* start *
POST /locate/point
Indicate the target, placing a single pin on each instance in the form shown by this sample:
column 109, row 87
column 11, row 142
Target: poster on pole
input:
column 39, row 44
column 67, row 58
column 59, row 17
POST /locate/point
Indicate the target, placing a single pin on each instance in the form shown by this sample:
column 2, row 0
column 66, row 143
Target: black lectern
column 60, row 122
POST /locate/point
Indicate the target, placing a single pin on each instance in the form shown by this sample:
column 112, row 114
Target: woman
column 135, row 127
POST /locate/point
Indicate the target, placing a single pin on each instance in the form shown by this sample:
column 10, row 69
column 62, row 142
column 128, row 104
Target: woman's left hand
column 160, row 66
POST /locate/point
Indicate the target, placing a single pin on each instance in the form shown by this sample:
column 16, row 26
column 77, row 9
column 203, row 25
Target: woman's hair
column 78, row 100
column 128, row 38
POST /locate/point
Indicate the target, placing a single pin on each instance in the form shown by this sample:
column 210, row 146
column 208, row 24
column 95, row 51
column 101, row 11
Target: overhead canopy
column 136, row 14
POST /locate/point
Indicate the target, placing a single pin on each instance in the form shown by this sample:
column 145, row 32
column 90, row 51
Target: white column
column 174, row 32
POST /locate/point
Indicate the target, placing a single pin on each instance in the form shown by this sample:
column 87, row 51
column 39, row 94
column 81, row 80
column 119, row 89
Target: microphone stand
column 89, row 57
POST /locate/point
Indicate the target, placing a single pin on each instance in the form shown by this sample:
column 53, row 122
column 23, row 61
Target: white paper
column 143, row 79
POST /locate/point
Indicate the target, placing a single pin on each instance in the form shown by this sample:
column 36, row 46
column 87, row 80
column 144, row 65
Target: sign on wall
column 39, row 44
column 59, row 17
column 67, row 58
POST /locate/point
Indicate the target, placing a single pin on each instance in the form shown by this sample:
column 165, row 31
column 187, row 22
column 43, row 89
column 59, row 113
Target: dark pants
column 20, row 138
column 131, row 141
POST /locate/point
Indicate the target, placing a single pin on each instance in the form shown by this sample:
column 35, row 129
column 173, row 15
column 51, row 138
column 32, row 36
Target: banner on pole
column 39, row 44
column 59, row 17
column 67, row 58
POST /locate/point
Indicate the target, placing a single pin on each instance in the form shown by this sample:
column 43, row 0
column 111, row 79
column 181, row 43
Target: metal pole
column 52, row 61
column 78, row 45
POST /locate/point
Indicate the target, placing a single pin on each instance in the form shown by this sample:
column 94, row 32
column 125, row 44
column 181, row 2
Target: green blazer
* end *
WHAT THE EXERCISE ASKS
Copy all the records above precisely.

WORKED SOLUTION
POST /locate/point
Indicate the target, placing a single pin on each instance in the form shown by this sample:
column 109, row 87
column 11, row 142
Target: poster on pole
input:
column 39, row 44
column 67, row 58
column 59, row 17
POST /locate/point
Indicate the target, placing a single pin on each instance in the form shown by this sample:
column 2, row 0
column 66, row 143
Target: black lectern
column 60, row 122
POST /locate/point
Indicate the target, placing a single pin on each instance in the form shown by this sample:
column 112, row 114
Target: woman
column 135, row 127
POST /locate/point
Indicate the target, placing a single pin on each instance in the form shown by this sample:
column 10, row 69
column 62, row 142
column 128, row 104
Target: woman's left hand
column 160, row 66
POST /locate/point
Indicate the target, placing a single pin on each instance in the form shown by this sample:
column 16, row 26
column 77, row 9
column 203, row 25
Target: woman's hair
column 78, row 100
column 128, row 38
POST /locate/point
Indicate the target, placing a single pin on each instance in the form shown by this sample:
column 210, row 146
column 208, row 24
column 95, row 51
column 101, row 11
Target: overhead canopy
column 136, row 14
POST /locate/point
Indicate the target, placing a single pin on each instance in the form shown by this sample:
column 145, row 32
column 90, row 51
Target: white column
column 174, row 32
POST /locate/point
Indicate the target, placing a single pin on each instance in the form shown by this sample:
column 87, row 51
column 39, row 94
column 81, row 80
column 119, row 89
Target: microphone stand
column 89, row 57
POST /locate/point
Indicate the target, placing a single pin on each instance in the form shown by this sample:
column 53, row 122
column 23, row 61
Target: white paper
column 143, row 79
POST /locate/point
Indicate the target, placing a single pin on each instance in the form shown by this sample:
column 36, row 46
column 87, row 80
column 144, row 65
Target: sign on wall
column 39, row 44
column 59, row 17
column 67, row 58
POST /locate/point
Indicate the target, placing a single pin on each instance in the form shown by this sample:
column 165, row 31
column 187, row 22
column 43, row 89
column 59, row 113
Target: dark pants
column 20, row 138
column 131, row 141
POST /locate/point
Indicate the target, placing a single pin on each instance in the form shown by this sample:
column 35, row 129
column 173, row 15
column 51, row 138
column 32, row 36
Target: banner on pole
column 39, row 44
column 59, row 17
column 67, row 58
POST /locate/point
Indicate the target, placing a single pin on each instance in the form shown by this sample:
column 43, row 0
column 111, row 79
column 181, row 43
Target: metal pole
column 52, row 61
column 78, row 45
POST /locate/point
Indicate the target, placing a single pin on each instance in the form shown by this sample:
column 94, row 32
column 125, row 44
column 181, row 2
Target: green blazer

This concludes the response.